## [What the exercise asks]
Rewrite the entries below with each "evenodd" changed to "nonzero" and nothing else altered. Omit the pictures from your copy.
----------
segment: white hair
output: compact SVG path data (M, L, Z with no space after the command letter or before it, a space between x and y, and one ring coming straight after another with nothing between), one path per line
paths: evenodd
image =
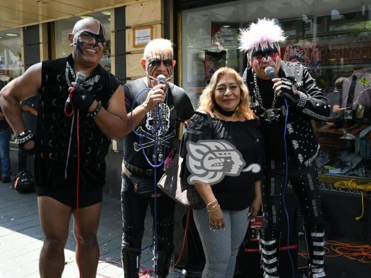
M240 29L240 33L238 48L244 52L253 48L257 49L259 44L267 45L268 43L278 45L278 43L286 39L283 30L276 23L275 20L265 17L258 19L256 23L251 23L247 29Z
M169 39L166 38L155 38L151 41L147 45L145 46L144 49L144 53L143 54L143 58L145 60L151 58L152 56L152 51L156 50L161 50L162 51L167 51L170 50L171 51L171 57L174 57L174 50L173 50L173 43Z

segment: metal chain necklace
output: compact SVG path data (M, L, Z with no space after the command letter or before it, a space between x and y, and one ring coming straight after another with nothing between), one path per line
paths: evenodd
M67 84L68 85L68 87L71 87L72 85L71 84L71 82L69 80L69 76L68 74L69 72L71 73L71 75L72 75L72 77L73 78L73 80L76 80L76 74L75 73L75 70L69 64L69 63L67 62L66 64L65 70L66 81L67 82ZM96 74L94 76L89 78L85 80L85 81L84 82L82 85L83 86L88 86L89 85L90 85L89 88L88 88L87 90L88 91L91 91L92 90L92 89L93 89L93 85L94 85L94 83L98 82L100 78L100 74Z
M280 109L280 108L275 108L276 102L277 102L277 94L275 93L273 94L273 101L272 102L272 107L270 108L267 109L263 106L263 101L262 100L262 97L260 95L260 91L259 90L259 87L257 87L256 72L254 72L254 85L255 85L254 94L256 96L257 102L262 108L262 110L264 111L261 115L261 116L264 118L267 122L269 122L270 123L274 120L278 121L280 116L278 112Z

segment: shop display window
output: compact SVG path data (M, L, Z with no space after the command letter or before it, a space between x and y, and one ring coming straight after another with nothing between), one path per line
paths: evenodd
M22 74L20 29L0 31L0 81L3 83Z
M313 123L321 178L371 179L371 5L330 2L243 0L183 11L181 85L197 107L212 72L247 66L239 28L276 19L287 36L281 59L307 67L331 106L328 122Z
----------
## [Written reply]
segment: white hair
output: compact SVG path data (M, L, Z with no space after the command letter or before it, a space between x and y, and one ring coming straight after another with nothing between), one path per line
paths: nonzero
image =
M240 29L240 33L238 48L244 52L253 48L257 49L259 44L267 45L268 43L278 45L278 43L286 39L283 30L276 23L275 20L265 17L258 19L256 23L251 23L247 29Z
M169 39L166 38L155 38L151 41L147 45L145 46L144 49L144 53L143 54L143 58L145 60L151 58L152 56L152 51L156 50L161 50L162 51L167 51L170 50L171 51L171 57L174 57L174 50L173 50L173 43Z

segment: metal chain necklace
output: compact SVG path data (M, L, Z with no space after the command letter or before it, a space between x and y, and one ring coming straight after another with nothing between), one path per line
paths: nonzero
M67 84L68 85L68 87L71 87L72 85L71 84L71 82L69 80L69 76L68 74L69 72L71 73L71 75L72 75L72 77L73 78L73 80L76 80L76 74L75 73L75 70L69 64L69 63L67 62L66 64L65 70L66 81L67 82ZM96 74L94 76L89 78L85 80L85 81L84 82L82 85L83 86L88 86L89 85L90 85L89 88L88 88L87 90L88 91L91 91L92 90L92 89L93 89L93 85L94 85L94 83L98 82L100 78L100 74Z
M280 109L280 108L275 108L276 102L277 102L277 94L275 93L273 94L273 101L272 102L272 107L270 108L267 109L263 106L263 101L262 100L262 97L260 95L260 91L259 90L259 87L257 87L256 72L254 72L254 85L255 85L254 94L256 96L257 102L262 108L262 110L264 111L261 115L261 116L264 118L267 122L269 122L270 123L274 120L278 121L280 116L278 112Z

segment: shop display window
output: compact SVG path data (M, L, Z with no space after the command letter or before it, a space between x and y, and one ring coming straight after another with nothing between), one path per line
paths: nonzero
M22 74L20 29L0 31L0 81L3 83Z
M313 123L321 178L371 179L371 5L330 2L243 0L183 11L181 85L197 107L212 72L247 66L239 28L276 19L287 36L281 59L307 67L331 106L328 122Z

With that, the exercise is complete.